→ **SOURCE EXCERPT**
⟨

Wednesday, December 16, 2009

BNAT 11 - [PREMIERE] The Lovely Bones

Before our next film, we saw a trailer that was both very fitting and wildly inappropriate. For a movie called The Rape Killer - or as the voice-over guy said it, "The RRRape Killer." There was also a PSA, dubbed in Spanish and featuring a quite young Ricky Schroeder, about child abuse which showed, among other things, a kid whose parent had purposely burned his hand and was coaching him not to tell anyone. Nice.


The Lovely Bones


I shouldn't have been surprised to see this at BNAT, but the fact that it was released already (albeit only in NY and LA) threw me off. Of course, as Harry reasoned, anyone coming from either of those cities would have spent the only day it had been out so far traveling to Austin anyway. This was the fifth BNAT film by perennial BNAT favorite Peter Jackson. I have not read Alice Sebold's novel, but apparently the film takes a great deal of liberty, so let's get that out of the way first. It's based on the novel, but make no mistake, this is Jackson's vision.

We meet Susie Salmon (like the fish) at age 14, which will be her age for eternity. She lives a fairly normal suburban life in the 1970s. Her mother (Rachel Weisz) is a free-spirit who loves books. Her father (Mark Wahlberg) is a kind, simple guy who likes to build ships in a bottle. She has a younger sister and brother, and ever since her parents got her one of those classic 110 cameras (which must have been fairly new at the time) she's becoming quite a photographer. Her grandmother (Susan Sarandon) visits occasionally and is quite possibly a bad influence on her grandchildren. There's a strange guy who lives near her, George Harvey (Stanley Tucci), but she doesn't think much about him. Most importantly, there is a beautiful boy at her school who writes poems and is unaccountably interested in her (unaccountably from Susie's perspective, that is), and even makes a date with her. A date which she will never be able to keep.

⟩

→ **THE PROBLEM**
In the review above, what hobby does Susie's father have?

→ **DATA ENTRIES**
⟨

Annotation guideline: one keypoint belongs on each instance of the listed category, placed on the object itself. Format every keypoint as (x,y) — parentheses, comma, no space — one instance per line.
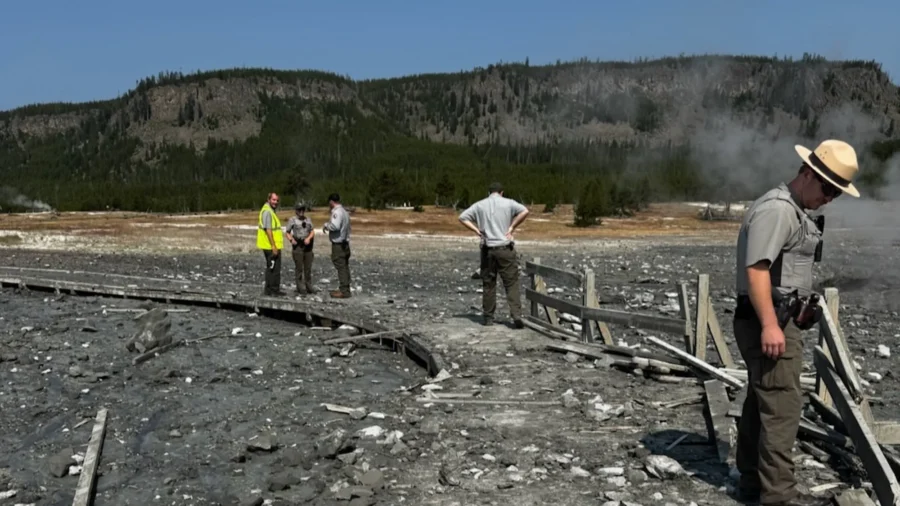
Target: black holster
(804,311)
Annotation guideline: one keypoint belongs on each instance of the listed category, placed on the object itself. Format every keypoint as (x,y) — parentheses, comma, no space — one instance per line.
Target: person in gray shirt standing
(778,244)
(300,232)
(494,219)
(338,230)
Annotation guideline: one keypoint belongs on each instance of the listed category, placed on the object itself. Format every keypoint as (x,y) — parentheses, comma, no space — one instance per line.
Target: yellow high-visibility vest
(262,240)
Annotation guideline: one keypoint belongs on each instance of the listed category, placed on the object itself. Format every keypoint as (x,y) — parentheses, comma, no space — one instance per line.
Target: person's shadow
(694,452)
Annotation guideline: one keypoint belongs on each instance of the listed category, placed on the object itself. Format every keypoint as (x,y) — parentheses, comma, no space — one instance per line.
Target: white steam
(10,197)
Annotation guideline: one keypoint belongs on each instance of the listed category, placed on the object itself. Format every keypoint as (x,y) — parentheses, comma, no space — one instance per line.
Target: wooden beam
(702,315)
(718,338)
(386,334)
(887,432)
(638,320)
(719,426)
(853,497)
(695,362)
(684,304)
(879,471)
(549,329)
(598,352)
(832,300)
(569,278)
(84,493)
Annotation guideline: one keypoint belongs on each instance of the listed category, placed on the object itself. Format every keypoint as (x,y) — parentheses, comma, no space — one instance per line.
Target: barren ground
(181,424)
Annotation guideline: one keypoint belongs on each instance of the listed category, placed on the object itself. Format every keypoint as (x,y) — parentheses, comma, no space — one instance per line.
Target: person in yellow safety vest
(270,239)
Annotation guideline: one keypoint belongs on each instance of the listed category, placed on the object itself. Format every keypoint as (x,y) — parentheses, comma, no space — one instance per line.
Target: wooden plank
(140,359)
(811,430)
(879,471)
(832,300)
(557,304)
(827,412)
(387,334)
(596,351)
(604,331)
(183,297)
(853,497)
(638,320)
(488,402)
(843,364)
(718,338)
(719,426)
(549,330)
(84,493)
(551,313)
(702,315)
(571,279)
(534,286)
(540,286)
(697,363)
(684,304)
(589,295)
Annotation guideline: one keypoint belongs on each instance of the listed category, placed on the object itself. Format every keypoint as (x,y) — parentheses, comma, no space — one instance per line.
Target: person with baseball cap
(494,219)
(777,246)
(300,231)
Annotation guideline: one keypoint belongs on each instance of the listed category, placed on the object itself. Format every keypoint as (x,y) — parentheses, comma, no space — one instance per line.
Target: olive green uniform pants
(500,261)
(340,257)
(273,271)
(771,414)
(303,260)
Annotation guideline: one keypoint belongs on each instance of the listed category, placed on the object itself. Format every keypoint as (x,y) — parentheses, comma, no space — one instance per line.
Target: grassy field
(659,219)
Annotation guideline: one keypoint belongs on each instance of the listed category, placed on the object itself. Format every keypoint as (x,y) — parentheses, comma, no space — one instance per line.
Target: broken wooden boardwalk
(169,292)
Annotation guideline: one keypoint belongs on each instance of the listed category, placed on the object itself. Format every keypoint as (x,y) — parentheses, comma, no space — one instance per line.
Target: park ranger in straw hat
(777,245)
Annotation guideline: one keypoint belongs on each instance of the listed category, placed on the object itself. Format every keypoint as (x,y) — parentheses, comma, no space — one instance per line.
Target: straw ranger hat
(835,161)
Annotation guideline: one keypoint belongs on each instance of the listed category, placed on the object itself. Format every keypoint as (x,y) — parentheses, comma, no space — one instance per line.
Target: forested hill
(687,127)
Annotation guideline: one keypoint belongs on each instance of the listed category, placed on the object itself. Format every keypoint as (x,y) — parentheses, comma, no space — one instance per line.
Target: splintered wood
(84,494)
(719,426)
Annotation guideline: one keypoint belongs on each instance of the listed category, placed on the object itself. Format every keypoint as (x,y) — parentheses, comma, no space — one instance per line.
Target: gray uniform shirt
(299,228)
(267,219)
(339,226)
(776,229)
(493,215)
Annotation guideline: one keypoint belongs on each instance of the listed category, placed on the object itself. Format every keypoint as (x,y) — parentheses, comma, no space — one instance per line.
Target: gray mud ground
(170,441)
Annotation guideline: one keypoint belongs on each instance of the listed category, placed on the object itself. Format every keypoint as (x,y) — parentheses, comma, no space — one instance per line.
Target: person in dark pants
(301,233)
(270,240)
(338,230)
(494,219)
(777,246)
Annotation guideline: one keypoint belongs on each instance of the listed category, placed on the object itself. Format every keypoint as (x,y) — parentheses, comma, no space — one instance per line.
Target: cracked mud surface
(250,427)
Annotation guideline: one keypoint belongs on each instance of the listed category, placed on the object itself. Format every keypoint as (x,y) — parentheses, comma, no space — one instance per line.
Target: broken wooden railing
(592,319)
(841,424)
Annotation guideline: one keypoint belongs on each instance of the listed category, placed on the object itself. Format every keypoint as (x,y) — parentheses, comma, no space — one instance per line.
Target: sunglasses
(828,189)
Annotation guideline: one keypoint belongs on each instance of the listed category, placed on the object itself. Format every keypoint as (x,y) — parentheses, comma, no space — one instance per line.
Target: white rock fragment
(663,467)
(373,431)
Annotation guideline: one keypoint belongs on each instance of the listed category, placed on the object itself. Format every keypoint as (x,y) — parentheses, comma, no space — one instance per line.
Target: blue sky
(96,49)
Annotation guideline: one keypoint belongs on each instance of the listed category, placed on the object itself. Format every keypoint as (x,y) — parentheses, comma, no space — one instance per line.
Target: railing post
(702,312)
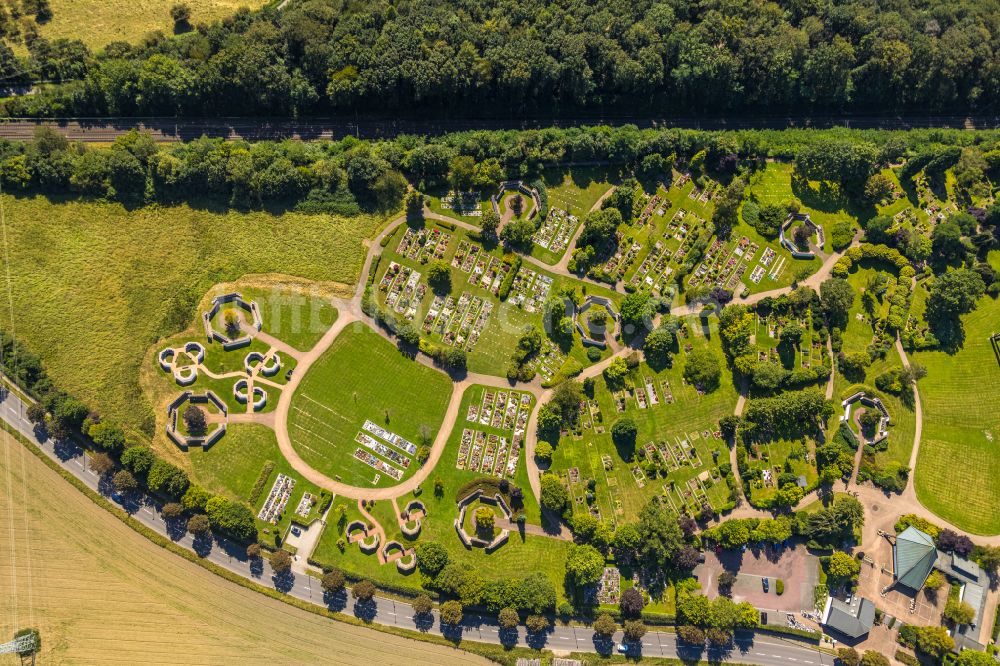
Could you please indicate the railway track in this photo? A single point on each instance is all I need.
(98, 130)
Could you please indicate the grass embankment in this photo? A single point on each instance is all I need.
(363, 377)
(100, 592)
(958, 470)
(620, 493)
(95, 285)
(102, 22)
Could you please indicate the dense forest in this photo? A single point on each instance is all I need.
(498, 57)
(350, 175)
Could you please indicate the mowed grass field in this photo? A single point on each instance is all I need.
(94, 285)
(103, 594)
(620, 495)
(363, 376)
(958, 469)
(100, 22)
(233, 465)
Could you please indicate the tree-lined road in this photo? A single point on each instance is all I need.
(749, 649)
(100, 130)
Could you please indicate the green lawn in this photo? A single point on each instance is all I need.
(662, 234)
(117, 280)
(577, 190)
(435, 204)
(958, 469)
(363, 377)
(857, 336)
(232, 466)
(506, 322)
(618, 493)
(297, 317)
(574, 191)
(518, 556)
(161, 387)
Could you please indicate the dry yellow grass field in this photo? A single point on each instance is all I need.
(103, 594)
(99, 22)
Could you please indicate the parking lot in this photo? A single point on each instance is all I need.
(795, 566)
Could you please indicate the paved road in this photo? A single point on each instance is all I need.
(185, 129)
(763, 650)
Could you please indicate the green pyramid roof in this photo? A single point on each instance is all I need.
(913, 557)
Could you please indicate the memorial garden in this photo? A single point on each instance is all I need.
(376, 414)
(657, 344)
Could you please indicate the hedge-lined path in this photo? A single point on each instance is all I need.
(374, 527)
(350, 313)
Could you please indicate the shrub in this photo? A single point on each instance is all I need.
(281, 561)
(198, 524)
(124, 482)
(536, 623)
(543, 452)
(422, 605)
(634, 629)
(333, 581)
(508, 618)
(363, 590)
(451, 613)
(171, 511)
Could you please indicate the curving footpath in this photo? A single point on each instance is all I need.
(764, 650)
(350, 313)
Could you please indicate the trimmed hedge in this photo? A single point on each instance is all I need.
(810, 636)
(258, 486)
(493, 652)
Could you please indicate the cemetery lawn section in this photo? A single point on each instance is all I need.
(119, 577)
(958, 471)
(364, 377)
(100, 22)
(518, 557)
(117, 280)
(233, 466)
(298, 317)
(624, 480)
(469, 312)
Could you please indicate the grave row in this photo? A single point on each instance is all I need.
(459, 323)
(503, 410)
(487, 453)
(274, 505)
(401, 456)
(403, 289)
(724, 264)
(556, 230)
(530, 290)
(423, 245)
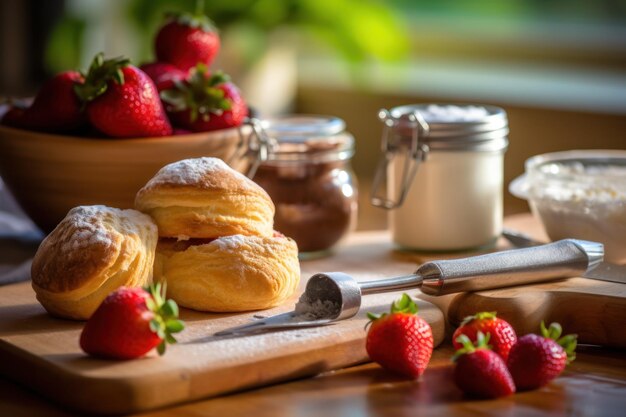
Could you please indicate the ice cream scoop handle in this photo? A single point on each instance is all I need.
(561, 259)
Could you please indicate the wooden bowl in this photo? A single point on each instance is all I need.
(50, 174)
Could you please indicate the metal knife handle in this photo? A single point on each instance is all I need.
(561, 259)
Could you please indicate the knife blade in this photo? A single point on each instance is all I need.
(604, 271)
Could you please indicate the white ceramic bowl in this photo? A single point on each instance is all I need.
(49, 174)
(579, 194)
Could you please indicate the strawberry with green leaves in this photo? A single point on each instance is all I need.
(480, 371)
(536, 360)
(122, 101)
(187, 39)
(55, 109)
(163, 74)
(130, 322)
(502, 337)
(205, 102)
(400, 341)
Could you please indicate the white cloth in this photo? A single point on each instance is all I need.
(19, 236)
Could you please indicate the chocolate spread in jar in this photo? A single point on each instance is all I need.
(316, 202)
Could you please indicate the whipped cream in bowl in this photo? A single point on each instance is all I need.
(579, 194)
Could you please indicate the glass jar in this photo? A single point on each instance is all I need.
(454, 200)
(307, 174)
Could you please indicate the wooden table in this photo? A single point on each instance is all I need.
(594, 385)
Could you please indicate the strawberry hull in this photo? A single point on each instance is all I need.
(185, 46)
(131, 109)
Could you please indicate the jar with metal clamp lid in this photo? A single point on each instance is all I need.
(307, 174)
(443, 172)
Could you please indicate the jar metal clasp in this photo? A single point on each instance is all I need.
(257, 147)
(396, 140)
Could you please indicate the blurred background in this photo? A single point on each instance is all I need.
(558, 67)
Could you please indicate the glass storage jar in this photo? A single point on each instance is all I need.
(443, 170)
(308, 175)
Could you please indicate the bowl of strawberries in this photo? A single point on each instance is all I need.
(96, 137)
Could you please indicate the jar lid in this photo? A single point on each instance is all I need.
(457, 126)
(302, 136)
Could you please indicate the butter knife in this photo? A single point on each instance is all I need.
(603, 271)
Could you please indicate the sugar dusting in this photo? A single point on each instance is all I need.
(188, 171)
(229, 243)
(87, 226)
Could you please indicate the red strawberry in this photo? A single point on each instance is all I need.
(186, 40)
(401, 341)
(14, 117)
(536, 360)
(502, 338)
(163, 74)
(56, 108)
(205, 102)
(480, 371)
(122, 101)
(130, 322)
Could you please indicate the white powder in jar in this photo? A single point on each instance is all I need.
(454, 201)
(584, 202)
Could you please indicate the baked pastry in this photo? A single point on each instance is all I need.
(205, 198)
(93, 251)
(231, 273)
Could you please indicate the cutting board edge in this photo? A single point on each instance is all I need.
(78, 391)
(561, 305)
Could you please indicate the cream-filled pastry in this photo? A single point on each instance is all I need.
(231, 273)
(93, 251)
(205, 198)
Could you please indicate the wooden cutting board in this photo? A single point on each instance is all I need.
(42, 352)
(595, 310)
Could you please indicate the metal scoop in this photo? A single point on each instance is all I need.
(333, 296)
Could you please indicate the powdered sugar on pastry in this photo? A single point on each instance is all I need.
(88, 226)
(188, 171)
(231, 242)
(87, 230)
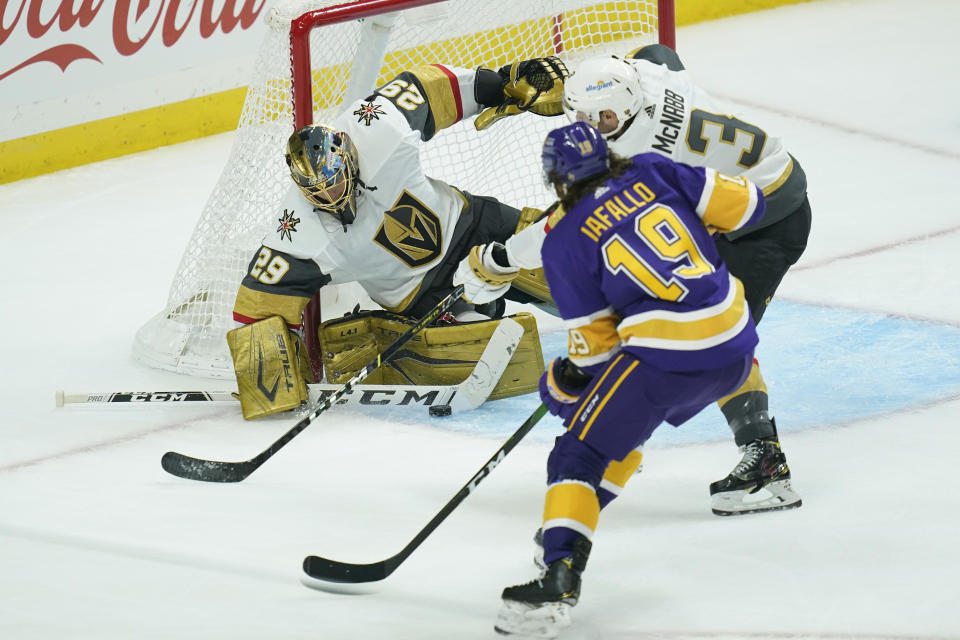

⟩

→ **TASK RESPONSE**
He likes to build ships in a bottle.